Given exercise A | Change "stairs" to "steps" in everything from "Did I ever tell" down to "run the show." in the piece on Paul Krugman, and give that stretch back with the swap made.
Given exercise B | Carry the opinion piece about Paul Krugman and Paul Ryan forward from the point where it stops.

Provided text |
---

Paul Krugman, "Rosie Ruiz Republicans": Killing Private Ryan

Did I ever tell you that I run marathons? Probably not, because I don't. I have stretched ligaments in one knee and sundry ailments involving the joints in my other leg, and when I descend the stairs, it is often to the accompaniment of snap, crackle and pop. But I'm certain that if I were to walk a marathon, I could do it in less than three hours. Oops, I meant twenty-three hours.

Have you noticed of late that Paul Krugman is on a mission. He's out to kill Private Paul Ryan. Judging from Krugman's obsession, you would never guess that Ryan is the vice presidential candidate, and that Romney, that other "idiot" with degrees from Harvard's law and business schools, and who actually possesses "a little" business experience (unlike you-know-who), has plans to run the show.

Of course, Krugman acknowledges in his latest New York Times op-ed entitled "Rosie Ruiz Republicans" (http://www.nytimes.com/2012/09/03/opinion/krugman-rosie-ruiz-republicans.html) that "Mitt Romney, not Mr. Ryan, is the presidential candidate, although that’s sometimes hard to remember."

What's happening in your head, Dr. Krugman?

By the way, we never heard Krugman grumbling about Biden's obscene pronouncement that Romney will "put y'all back in chains." But why should this matter, coming from a clown who is a heartbeat away from the presidency?

---

[Pointing dataset records]
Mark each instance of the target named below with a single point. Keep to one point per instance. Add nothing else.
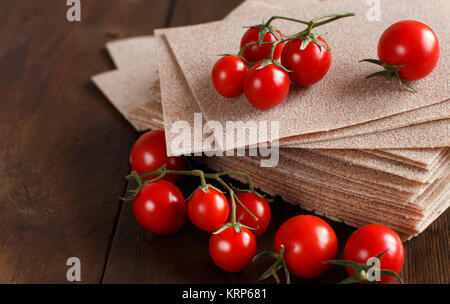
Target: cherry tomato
(412, 44)
(149, 154)
(256, 52)
(308, 242)
(308, 66)
(258, 206)
(267, 87)
(232, 251)
(160, 207)
(208, 210)
(228, 76)
(371, 240)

---

Exercise answer A |
Did I ever tell you that I run marathons? Probably not, because I don't. I have stretched ligaments in one knee and sundry ailments involving the joints in my other leg, and when I descend the steps, it is often to the accompaniment of snap, crackle and pop. But I'm certain that if I were to walk a marathon, I could do it in less than three hours. Oops, I meant twenty-three hours.

Have you noticed of late that Paul Krugman is on a mission. He's out to kill Private Paul Ryan. Judging from Krugman's obsession, you would never guess that Ryan is the vice presidential candidate, and that Romney, that other "idiot" with degrees from Harvard's law and business schools, and who actually possesses "a little" business experience (unlike you-know-who), has plans to run the show.

Exercise answer B |
However, as noted earlier, Paul Krugman is on a mission. Spitting invective, he devotes half of today's opinion piece to excoriating Paul Ryan for claiming that he ran a marathon in less than three hours, when in fact his time was over four. Krugman writes:

"In a statement issued by a spokesman, Mr. Ryan tried to laugh the whole thing off as a simple error. But serious runners find that implausible: the difference between sub-three and over-four is the difference between extraordinary and perfectly ordinary, and it’s not something a runner could get wrong, unless he’s a fabulist who imagines his own reality. And does suggesting that Mr. Ryan is delusional rather than dishonest actually make the situation any better?"

Well, I wonder if Ryan's inaccuracy is any worse than Hillary's claim that she came under fire in Bosnia. Oh my goodness, is our current Secretary of State also a "fabulist"? (In fact, she's just another run-of-the-mill narcissist.)

Krugman devotes most of the remainder of his opinion piece to deriding Paul Ryan for promoting a deficit reduction plan that does not provide details. Krugman concludes:

"This is surely the first time one of our major parties has run a campaign so completely fraudulent, making claims so at odds with the reality of its policy proposals."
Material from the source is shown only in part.